Your thread title asks a key question.

Clearly some opens source products have larger target markets than others. CMS’s probably trail operating systems in target audience size. However, there are smaller open source products that seem to get the financial backing they need. Not knowing the early history of Opera or OpenOffice.org or Ubuntu or Firefox or Gaim or Keepass, et al, it’s unclear what the best way might be to structure the financial support of Txp, its developers and its future.

If you take this forum’s registered user count of fewer than 10,000 people as some approximate proxy for the actual user count of Textpattern, and you extrapolate any donation from a percentage of that count, you realize that the operating costs for the next five years of Textpattern development aren’t getting met. For example, 33% of Txp users are registered in the forums and 10% might donate $100 per year…that’s 3000 people giving a total of $300,000 annually, and not a likely scenario. If, on the other hand, there are only 7500 active users and 2% drop $10.00 in the bucket, we’re looking at $1500. That’s not even six months of country club dues!

▶ _What you will do_
[1] In the forum post on Textpattern funding, how much money would 2% of 7500 active users raise by each giving $10.00?
[2] Locate every line in the rows that contains the string "several", and copy each of those lines.
The rows that come next are unrelated to the forum post on Textpattern funding.

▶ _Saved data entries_
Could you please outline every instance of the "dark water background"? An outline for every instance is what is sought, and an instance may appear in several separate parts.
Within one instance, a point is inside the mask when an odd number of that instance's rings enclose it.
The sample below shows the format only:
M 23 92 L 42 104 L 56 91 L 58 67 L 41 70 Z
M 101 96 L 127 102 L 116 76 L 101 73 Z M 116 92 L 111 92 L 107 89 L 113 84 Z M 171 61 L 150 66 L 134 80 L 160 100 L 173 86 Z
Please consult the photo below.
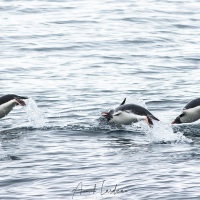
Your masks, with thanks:
M 1 0 L 0 94 L 29 100 L 0 122 L 0 199 L 200 199 L 199 122 L 170 125 L 200 97 L 199 11 Z M 125 97 L 161 122 L 105 124 Z

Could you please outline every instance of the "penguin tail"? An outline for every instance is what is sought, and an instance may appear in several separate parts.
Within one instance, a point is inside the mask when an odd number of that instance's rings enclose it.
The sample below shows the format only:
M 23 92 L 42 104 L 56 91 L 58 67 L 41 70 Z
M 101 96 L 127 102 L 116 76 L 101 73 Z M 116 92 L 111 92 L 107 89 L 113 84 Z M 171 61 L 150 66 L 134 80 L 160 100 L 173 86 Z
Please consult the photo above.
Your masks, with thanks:
M 150 118 L 150 117 L 151 117 L 152 119 L 156 120 L 156 121 L 160 121 L 158 118 L 156 118 L 156 117 L 153 116 L 153 115 L 150 115 L 149 118 Z
M 146 122 L 150 128 L 153 126 L 153 121 L 149 116 L 146 116 Z

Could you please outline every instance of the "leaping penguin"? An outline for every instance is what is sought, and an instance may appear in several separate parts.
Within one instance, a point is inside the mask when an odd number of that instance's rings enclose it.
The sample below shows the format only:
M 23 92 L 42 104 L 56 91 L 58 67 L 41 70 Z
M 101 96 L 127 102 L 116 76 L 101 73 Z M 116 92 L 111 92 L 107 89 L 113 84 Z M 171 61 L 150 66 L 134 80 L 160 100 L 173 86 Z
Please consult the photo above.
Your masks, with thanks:
M 22 99 L 28 99 L 28 97 L 15 94 L 0 97 L 0 118 L 5 117 L 17 105 L 25 106 L 26 104 Z
M 200 119 L 200 98 L 190 101 L 172 124 L 191 123 Z
M 152 119 L 159 121 L 159 119 L 152 115 L 146 108 L 136 104 L 125 104 L 125 102 L 126 98 L 119 107 L 108 112 L 102 112 L 101 115 L 105 117 L 108 122 L 113 121 L 120 125 L 129 125 L 138 121 L 146 121 L 151 127 L 153 125 Z

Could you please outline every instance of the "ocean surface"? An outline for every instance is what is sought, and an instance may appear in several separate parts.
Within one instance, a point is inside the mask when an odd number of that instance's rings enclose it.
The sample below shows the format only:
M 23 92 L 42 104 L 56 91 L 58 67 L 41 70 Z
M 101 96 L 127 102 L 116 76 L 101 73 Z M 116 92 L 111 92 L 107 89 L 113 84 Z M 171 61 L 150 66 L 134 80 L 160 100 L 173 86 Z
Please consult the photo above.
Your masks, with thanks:
M 200 199 L 198 0 L 1 0 L 0 199 Z M 114 126 L 124 98 L 160 122 Z

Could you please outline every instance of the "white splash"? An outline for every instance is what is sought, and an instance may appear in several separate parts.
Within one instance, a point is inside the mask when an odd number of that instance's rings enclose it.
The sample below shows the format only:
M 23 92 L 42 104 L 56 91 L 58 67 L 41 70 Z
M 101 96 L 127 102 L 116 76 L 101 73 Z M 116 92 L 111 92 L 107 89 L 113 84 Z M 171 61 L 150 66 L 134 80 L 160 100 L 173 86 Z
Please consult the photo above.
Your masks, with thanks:
M 38 108 L 36 102 L 32 98 L 28 98 L 26 106 L 23 107 L 28 116 L 28 121 L 35 127 L 44 127 L 46 125 L 46 118 Z
M 149 128 L 143 124 L 143 130 L 147 134 L 147 139 L 150 143 L 191 143 L 192 140 L 185 137 L 183 133 L 174 133 L 172 125 L 159 121 L 154 121 L 154 126 Z
M 130 101 L 132 103 L 135 103 L 137 105 L 140 105 L 146 109 L 146 103 L 142 99 L 133 98 L 132 96 L 129 96 L 127 98 L 127 101 Z M 185 137 L 183 133 L 177 132 L 174 133 L 172 129 L 172 125 L 166 122 L 162 121 L 153 121 L 154 126 L 150 128 L 146 123 L 144 122 L 138 122 L 136 124 L 133 124 L 132 127 L 139 129 L 140 131 L 144 131 L 147 135 L 147 139 L 150 143 L 161 143 L 161 142 L 174 142 L 174 143 L 191 143 L 192 140 Z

▶ _Expected outputs_
[1] $1500

[2]
Could you please outline every instance of the "dark water background"? An outline for every instance is what is sought, and an instance may appear in several separate parts.
Could you please outline every instance of the "penguin tail"? An outline for every instance is what is sought, and an instance may appear in several separate parts.
Could you please outline every instance of the "leaping penguin"? An outline for every instance is what is sought, and an instance may appear in several separate parts.
Could you please outline every instance of the "ocean surface"? An outline for every instance is what is sought, and an instance may appear in several separate parts.
Could you please outline every instance of the "white splash"? An outline for every instance is what is sought, and an instance may appear in several separate parts.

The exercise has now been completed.